> _Dataset records_
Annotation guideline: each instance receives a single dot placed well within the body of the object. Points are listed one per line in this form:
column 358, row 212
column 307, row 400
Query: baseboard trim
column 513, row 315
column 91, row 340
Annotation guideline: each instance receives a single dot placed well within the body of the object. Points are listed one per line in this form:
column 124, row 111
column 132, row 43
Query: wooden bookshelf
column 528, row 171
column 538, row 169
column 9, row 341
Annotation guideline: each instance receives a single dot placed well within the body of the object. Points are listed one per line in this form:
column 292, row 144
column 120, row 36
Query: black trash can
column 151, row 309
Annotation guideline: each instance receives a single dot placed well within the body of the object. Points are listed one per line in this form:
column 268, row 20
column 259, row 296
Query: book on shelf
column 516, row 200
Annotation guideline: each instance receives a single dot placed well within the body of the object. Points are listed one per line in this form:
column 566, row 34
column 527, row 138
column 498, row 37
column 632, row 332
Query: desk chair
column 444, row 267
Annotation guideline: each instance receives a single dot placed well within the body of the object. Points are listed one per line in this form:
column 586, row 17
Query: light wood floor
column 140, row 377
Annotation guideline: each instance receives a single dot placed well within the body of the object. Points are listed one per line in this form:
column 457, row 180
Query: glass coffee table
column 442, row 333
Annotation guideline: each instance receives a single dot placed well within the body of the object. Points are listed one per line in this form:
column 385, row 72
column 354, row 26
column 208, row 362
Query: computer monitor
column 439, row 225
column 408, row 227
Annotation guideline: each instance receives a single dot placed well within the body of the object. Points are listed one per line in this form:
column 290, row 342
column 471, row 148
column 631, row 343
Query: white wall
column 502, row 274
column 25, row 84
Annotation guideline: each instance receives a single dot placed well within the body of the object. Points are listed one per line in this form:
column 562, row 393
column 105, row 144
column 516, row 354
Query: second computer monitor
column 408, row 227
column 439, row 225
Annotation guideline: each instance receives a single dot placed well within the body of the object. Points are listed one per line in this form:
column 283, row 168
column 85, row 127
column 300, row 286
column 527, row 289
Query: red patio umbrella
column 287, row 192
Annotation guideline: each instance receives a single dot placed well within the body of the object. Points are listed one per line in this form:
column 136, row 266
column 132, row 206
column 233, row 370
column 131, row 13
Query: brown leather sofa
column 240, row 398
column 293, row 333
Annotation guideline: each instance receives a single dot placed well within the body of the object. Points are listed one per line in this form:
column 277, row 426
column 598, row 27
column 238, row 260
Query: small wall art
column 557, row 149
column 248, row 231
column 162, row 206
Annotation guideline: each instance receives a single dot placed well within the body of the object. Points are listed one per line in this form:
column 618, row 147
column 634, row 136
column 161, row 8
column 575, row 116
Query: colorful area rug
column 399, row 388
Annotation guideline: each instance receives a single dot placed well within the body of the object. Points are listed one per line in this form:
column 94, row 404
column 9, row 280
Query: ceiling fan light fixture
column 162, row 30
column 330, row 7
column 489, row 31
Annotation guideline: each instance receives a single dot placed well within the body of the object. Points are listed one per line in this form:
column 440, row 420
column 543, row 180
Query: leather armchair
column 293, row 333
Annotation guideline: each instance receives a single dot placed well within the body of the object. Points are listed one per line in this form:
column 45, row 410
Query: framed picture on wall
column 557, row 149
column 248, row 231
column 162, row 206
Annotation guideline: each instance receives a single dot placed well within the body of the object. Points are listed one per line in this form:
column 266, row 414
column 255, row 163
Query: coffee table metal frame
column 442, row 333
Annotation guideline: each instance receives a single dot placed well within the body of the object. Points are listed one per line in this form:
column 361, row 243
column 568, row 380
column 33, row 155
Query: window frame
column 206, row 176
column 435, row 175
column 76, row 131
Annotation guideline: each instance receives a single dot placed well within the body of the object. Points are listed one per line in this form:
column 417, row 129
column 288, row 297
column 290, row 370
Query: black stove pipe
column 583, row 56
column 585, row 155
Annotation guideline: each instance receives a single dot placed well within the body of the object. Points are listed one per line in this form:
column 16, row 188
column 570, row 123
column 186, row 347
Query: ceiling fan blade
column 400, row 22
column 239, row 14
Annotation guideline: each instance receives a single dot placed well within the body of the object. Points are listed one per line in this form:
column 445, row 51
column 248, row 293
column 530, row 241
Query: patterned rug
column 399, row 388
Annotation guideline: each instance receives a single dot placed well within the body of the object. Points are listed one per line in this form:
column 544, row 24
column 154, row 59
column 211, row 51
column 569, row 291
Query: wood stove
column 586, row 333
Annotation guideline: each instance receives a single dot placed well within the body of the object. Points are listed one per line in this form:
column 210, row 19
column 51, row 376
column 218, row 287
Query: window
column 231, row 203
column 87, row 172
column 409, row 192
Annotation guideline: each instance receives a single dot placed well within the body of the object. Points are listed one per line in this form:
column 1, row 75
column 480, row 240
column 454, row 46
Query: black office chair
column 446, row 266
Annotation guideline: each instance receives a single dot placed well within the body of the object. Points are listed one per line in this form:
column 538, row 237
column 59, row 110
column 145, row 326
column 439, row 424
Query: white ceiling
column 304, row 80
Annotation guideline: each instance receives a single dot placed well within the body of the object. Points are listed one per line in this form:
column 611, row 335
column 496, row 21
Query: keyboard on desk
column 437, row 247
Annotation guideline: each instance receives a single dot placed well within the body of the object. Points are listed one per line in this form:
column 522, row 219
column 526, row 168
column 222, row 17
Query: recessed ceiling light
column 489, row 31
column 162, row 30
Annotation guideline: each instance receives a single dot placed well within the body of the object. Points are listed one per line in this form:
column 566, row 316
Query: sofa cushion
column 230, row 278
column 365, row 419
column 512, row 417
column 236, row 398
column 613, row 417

> _Aim of the task_
Copy out, character for character, the lines from the very first one through the line holding "column 516, row 200", inclusive.

> _Task result_
Annotation guideline: each instance receives a single dot placed well within the body of the object. Points are listed one per line in this form:
column 358, row 212
column 307, row 400
Query: baseboard trim
column 513, row 315
column 91, row 340
Annotation guideline: each instance receives a single dot placed well within the body of the object. Points are listed one per line in this form:
column 124, row 111
column 132, row 43
Query: wooden bookshelf
column 528, row 171
column 538, row 169
column 9, row 341
Annotation guideline: each instance receives a single dot placed well within the body of the object. Points are listed one per line in this form:
column 292, row 144
column 120, row 36
Query: black trash can
column 151, row 309
Annotation guideline: each instance receives a single dot placed well within the body of the object. Points are listed one per line in this form:
column 268, row 20
column 259, row 296
Query: book on shelf
column 516, row 200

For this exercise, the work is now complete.